━━━━━ Data records ━━━━━

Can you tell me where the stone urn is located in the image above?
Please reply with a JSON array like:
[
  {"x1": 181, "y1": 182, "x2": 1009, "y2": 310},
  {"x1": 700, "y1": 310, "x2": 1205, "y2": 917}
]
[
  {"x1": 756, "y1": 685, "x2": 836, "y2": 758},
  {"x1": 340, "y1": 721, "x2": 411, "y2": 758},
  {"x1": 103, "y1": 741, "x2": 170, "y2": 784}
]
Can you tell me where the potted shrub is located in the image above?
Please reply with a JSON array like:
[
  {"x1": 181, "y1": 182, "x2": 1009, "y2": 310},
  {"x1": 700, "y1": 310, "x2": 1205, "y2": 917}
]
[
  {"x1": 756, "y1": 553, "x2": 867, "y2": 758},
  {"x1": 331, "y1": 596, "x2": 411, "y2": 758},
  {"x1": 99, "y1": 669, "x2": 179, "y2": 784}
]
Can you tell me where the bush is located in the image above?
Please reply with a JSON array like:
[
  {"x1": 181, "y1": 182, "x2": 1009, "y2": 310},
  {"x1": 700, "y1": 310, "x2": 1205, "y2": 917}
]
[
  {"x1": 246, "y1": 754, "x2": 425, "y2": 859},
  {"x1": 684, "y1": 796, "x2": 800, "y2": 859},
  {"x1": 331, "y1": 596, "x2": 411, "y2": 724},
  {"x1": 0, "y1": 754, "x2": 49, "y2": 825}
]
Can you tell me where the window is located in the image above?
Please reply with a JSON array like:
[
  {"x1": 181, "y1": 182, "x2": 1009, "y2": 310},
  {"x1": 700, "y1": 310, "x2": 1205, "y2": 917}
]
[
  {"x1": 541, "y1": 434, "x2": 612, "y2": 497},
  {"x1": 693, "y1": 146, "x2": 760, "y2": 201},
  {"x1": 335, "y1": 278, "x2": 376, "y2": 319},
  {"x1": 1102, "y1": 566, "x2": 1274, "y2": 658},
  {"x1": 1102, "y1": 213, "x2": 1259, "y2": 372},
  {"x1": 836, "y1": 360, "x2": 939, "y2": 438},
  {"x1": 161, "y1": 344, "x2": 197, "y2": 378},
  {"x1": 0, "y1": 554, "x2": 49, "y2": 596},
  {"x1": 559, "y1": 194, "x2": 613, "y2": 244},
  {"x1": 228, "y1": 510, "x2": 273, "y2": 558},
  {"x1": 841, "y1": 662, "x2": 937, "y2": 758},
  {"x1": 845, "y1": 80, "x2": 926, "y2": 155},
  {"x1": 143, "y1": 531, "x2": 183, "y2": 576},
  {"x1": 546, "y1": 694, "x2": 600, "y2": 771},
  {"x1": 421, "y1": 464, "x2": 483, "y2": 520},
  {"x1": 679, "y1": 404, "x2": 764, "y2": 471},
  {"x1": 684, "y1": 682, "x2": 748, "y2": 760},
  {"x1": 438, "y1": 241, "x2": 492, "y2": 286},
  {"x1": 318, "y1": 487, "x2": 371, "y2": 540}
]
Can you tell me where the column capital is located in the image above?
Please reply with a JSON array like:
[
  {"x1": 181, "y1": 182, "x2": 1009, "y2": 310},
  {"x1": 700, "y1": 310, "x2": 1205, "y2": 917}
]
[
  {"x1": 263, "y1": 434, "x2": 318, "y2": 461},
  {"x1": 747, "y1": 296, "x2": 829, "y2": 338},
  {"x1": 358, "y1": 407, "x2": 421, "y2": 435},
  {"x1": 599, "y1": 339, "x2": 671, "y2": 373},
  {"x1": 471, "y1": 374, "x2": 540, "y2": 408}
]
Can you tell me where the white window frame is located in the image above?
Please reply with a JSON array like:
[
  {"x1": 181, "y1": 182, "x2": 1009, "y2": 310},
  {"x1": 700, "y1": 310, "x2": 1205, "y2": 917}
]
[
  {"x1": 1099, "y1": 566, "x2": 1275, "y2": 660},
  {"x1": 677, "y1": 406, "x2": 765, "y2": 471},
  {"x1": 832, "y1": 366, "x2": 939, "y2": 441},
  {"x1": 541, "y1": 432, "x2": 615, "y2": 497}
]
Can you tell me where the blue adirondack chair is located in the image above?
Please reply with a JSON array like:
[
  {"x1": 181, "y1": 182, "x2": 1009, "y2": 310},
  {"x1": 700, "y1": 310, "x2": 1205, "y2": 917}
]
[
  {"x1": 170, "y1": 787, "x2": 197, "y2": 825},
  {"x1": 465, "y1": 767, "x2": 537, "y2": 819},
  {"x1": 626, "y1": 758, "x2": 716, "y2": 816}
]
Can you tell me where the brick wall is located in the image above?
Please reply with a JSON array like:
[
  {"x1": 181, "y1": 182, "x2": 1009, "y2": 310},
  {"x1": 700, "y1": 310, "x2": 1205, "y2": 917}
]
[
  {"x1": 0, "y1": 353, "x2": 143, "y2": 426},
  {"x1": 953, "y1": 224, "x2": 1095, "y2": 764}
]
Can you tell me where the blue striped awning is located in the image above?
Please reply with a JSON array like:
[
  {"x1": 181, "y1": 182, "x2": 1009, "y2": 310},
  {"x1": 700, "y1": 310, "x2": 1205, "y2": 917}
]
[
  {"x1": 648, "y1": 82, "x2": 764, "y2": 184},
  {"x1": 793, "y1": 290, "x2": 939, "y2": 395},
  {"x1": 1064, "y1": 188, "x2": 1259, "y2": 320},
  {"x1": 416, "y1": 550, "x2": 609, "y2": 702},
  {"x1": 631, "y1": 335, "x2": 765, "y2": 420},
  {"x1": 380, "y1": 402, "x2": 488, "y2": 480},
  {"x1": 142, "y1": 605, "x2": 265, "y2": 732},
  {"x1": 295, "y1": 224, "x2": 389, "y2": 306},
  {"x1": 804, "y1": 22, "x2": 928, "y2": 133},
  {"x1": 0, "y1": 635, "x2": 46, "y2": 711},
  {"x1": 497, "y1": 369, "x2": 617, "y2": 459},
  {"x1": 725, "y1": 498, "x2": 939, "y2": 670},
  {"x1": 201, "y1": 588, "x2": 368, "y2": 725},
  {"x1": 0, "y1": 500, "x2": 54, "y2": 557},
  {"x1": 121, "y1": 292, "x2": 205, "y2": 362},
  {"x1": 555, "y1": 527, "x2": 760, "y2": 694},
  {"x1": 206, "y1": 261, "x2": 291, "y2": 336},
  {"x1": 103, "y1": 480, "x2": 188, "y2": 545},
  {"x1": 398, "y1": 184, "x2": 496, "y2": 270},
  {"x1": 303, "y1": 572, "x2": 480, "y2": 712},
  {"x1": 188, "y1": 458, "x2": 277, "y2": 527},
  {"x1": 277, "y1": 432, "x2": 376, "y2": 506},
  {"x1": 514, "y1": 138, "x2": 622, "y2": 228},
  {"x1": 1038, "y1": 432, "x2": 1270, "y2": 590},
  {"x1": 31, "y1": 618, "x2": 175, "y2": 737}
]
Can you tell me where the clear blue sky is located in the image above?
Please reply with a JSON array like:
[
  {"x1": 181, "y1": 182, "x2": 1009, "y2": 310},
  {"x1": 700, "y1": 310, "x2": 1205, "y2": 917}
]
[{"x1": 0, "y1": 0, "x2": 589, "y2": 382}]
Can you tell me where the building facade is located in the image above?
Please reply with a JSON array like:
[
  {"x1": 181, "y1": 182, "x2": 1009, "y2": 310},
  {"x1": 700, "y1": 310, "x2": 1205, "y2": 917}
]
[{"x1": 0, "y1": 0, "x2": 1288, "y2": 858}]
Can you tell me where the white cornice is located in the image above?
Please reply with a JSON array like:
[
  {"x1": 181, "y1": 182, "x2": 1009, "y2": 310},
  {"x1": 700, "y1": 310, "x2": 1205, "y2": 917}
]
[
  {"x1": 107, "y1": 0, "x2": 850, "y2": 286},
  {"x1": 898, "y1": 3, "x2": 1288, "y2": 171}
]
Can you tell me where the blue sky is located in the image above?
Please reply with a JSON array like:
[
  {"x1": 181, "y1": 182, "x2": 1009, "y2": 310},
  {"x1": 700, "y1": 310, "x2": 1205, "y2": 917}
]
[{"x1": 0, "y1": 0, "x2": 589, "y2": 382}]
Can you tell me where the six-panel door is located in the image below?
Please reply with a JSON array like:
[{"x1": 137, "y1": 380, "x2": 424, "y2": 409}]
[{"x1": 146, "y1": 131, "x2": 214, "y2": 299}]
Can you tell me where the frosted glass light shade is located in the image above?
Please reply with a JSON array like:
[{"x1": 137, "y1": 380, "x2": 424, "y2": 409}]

━━━━━

**Exercise task:**
Copy out, without alteration, every line from the one containing "Can you tell me where the clear" through the final line of the entries, both of those lines included.

**Exercise answer:**
Can you tell me where the clear blue sky is located in the image above?
Please reply with a JSON array like:
[
  {"x1": 181, "y1": 182, "x2": 1009, "y2": 310},
  {"x1": 700, "y1": 310, "x2": 1205, "y2": 917}
]
[{"x1": 0, "y1": 0, "x2": 589, "y2": 382}]
Can you tell me where the building facade is located in the image above?
Please reply with a JSON array like:
[
  {"x1": 181, "y1": 182, "x2": 1009, "y2": 310},
  {"x1": 700, "y1": 310, "x2": 1205, "y2": 917}
]
[{"x1": 0, "y1": 0, "x2": 1288, "y2": 858}]
Can you tell me where the white cornice is located in the image above?
Please reply with a JSON array like:
[
  {"x1": 181, "y1": 182, "x2": 1009, "y2": 310},
  {"x1": 700, "y1": 310, "x2": 1205, "y2": 917}
]
[
  {"x1": 107, "y1": 0, "x2": 850, "y2": 286},
  {"x1": 898, "y1": 3, "x2": 1288, "y2": 171}
]
Can you tell me where the blue sky is located in the image above?
Please reply with a JSON array like:
[
  {"x1": 181, "y1": 182, "x2": 1009, "y2": 310},
  {"x1": 700, "y1": 310, "x2": 1205, "y2": 917}
]
[{"x1": 0, "y1": 0, "x2": 589, "y2": 382}]
Can you tell me where the six-panel door is located in the image below?
Please reply with a JSON array like:
[{"x1": 137, "y1": 380, "x2": 424, "y2": 409}]
[{"x1": 146, "y1": 131, "x2": 214, "y2": 299}]
Can you tell me where the frosted glass light shade is located in the image above?
Please reply with a JSON array like:
[{"x1": 137, "y1": 380, "x2": 424, "y2": 409}]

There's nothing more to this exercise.